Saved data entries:

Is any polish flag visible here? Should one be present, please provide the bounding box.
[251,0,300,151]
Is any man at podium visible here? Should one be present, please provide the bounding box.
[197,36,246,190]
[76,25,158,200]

## Assignment
Retype the records in full, keeping every word as it is.

## Answer to this problem
Is any polish flag visible here? Should one be present, please provide the bounding box.
[251,0,300,151]
Is any man at podium visible here? Should one be present, please provide the bounding box.
[197,36,246,190]
[76,25,158,200]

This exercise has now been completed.